Exercise requirements:
• A. Please answer these questions about the passage below on mapping ASN.1 data types to TDL:
(i) What TDL type is an ASN.1 'EnumeratedType' mapped to?
(ii) In what scope is the NULL type used?
(iii) Which clause of Recommendation ITU-T X.680 does the passage cite for the CHARACTER STRING type?
• B. Write out, word for word, the part of the ASN.1-to-TDL passage below starting with "The transformation of" and going on through "alternative is activated.".
--- START OF Passage provided ---
The transformation of ASN.1 data types into TDL data types involves the following conventions:

- If the data type corresponds to one of the predefined 'DataType's within the ASN.1 library as indicated in Table 8.3.1-1, the ASN.1 'Type' is mapped 
to the corresponding TDL 'SimpleDataType' from Table 8.3.1-1. For the supported ASN.1 types the following additional restrictions apply:
 
    -	NULL type is only used in the scope of a Choice type where if there is no information, the corresponding alternative is activated.

-	If the ASN.1 data type is a 'SequenceType', a 'SetType', or a 'ChoiceType', it is mapped to a 'StructuredDataType' with a 'name' corresponding to the name of the ASN.1 data type. In the case of 'ChoiceType', a 'Constraint' with the predefined 'union' 'ConstraintType' is applied to the corresponding 'StructuredDataType', and all 'Members are marked as optional.

  If the ASN.1 data type is a 'SequenceOfType' or a 'SetOfType', it is mapped to a 'CollectionDataType' with a 'name' corresponding to the name of the ASN.1 data type. The 'Type' indicated for the 'SequenceOfType' or 'SetOfType' is mapped to the corresponding 'DataType' as the 'itemType' of the 'CollectionDataType'.
  
- Each 'ComponentType' in the 'ComponentTypeList' of the 'SequenceType', 'SetType', or 'ChoiceType' is mapped to a 'Member' within the corresponding 'StructuredDataType' with a 'name' corresponding to the 'identifier' of the 'ComponentType'. If a 'Member' with the same 'name' exists, no action is taken. The 'dataType' of the 'Member' corresponds to:

    - A new 'DataType' corresponding to the 'Type' of the 'ComponentType' with a 'name' prefixed with the 'name' of the containing 'StructuredDataType' in case a 'ComponentType' is directly contained within another 'ComponentType'.
     
    - A 'SimpleDataType' corresponding to the 'Type' of the 'ComponentType' in case the 'SimpleDataType' is one of the predefined 'DataType's within the ASN.1 library as indicated in Table 8.3.1-1. 

 - Nested 'ComponentType's are transformed according to the conventions above.
 
- If the ASN.1 data type is an 'EnumeratedType', it is mapped to an 'EnumDataType' with a 'name' corresponding to the name of the ASN.1 data type. The contained 'EnumerationItem's are mapped to 'SimpleDataInstance's of the 'EnumDataType' that are contained in the 'EnumDataType'. There are no guidelines for 'NamedNumber's at present. 

- Corresponding 'DataElementMapping's are created for the defined data types. 'DataElementMapping's for 'DataType's derived from anonymous (inline) data types are not created. The   'DataElementMapping's may include target platform mappings in addition to the source mappings to the ASN.1 specifications.

For the following built-in types not mentioned in Table 8.3.1-1, the transformations to TDL types are done as follows:

- UnrestrictedCharacterStringType: Replace the CHARACTER STRING type with its associated type obtained by expanding inner subtyping in the associated type of the CHARACTER STRING type (see clause 44.5 of Recommendation ITU-T X.680 [i.34]) to the corresponding TDL type.
--- END OF Passage provided ---
--- START OF Data supplied ---
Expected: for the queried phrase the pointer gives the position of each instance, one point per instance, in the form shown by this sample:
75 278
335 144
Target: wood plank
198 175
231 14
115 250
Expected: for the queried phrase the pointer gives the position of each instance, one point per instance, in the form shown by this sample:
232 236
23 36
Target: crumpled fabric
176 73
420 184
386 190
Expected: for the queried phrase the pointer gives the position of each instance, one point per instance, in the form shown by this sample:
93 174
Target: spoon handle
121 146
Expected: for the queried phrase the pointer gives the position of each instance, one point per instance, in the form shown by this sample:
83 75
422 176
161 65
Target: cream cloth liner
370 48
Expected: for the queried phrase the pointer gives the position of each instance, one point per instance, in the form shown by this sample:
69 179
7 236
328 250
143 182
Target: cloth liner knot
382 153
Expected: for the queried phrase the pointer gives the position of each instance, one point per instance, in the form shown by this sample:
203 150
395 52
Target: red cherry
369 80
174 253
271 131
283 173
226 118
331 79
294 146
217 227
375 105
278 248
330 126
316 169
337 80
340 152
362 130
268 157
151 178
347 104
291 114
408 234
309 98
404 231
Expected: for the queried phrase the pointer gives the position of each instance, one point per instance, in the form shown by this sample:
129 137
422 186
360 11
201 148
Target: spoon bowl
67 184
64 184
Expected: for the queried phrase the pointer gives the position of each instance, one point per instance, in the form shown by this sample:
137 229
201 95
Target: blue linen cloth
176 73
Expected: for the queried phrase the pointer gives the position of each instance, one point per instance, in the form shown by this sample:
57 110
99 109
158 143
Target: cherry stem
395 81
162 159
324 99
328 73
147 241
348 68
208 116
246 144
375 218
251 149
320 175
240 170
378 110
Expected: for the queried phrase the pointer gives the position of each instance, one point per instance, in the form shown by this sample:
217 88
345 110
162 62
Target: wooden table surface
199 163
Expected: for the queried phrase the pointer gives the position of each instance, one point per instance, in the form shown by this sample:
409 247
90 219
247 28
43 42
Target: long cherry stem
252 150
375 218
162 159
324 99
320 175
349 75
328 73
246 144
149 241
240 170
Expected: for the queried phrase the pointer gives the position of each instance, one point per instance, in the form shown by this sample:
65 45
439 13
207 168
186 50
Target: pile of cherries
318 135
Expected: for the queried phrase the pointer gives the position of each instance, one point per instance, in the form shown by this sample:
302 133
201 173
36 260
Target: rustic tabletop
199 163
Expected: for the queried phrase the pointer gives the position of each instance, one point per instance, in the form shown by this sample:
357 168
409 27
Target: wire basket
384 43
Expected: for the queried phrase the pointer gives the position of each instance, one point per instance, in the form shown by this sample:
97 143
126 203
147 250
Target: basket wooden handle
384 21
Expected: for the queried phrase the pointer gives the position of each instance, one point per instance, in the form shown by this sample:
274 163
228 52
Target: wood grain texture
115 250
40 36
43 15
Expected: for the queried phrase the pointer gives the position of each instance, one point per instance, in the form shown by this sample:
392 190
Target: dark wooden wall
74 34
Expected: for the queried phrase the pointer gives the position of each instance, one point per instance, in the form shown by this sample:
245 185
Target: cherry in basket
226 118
--- END OF Data supplied ---
The replies:
• A.
(i) An 'EnumDataType'.
(ii) Only in the scope of a Choice type.
(iii) Clause 44.5.

• B.
The transformation of ASN.1 data types into TDL data types involves the following conventions:

- If the data type corresponds to one of the predefined 'DataType's within the ASN.1 library as indicated in Table 8.3.1-1, the ASN.1 'Type' is mapped 
to the corresponding TDL 'SimpleDataType' from Table 8.3.1-1. For the supported ASN.1 types the following additional restrictions apply:
 
    -	NULL type is only used in the scope of a Choice type where if there is no information, the corresponding alternative is activated.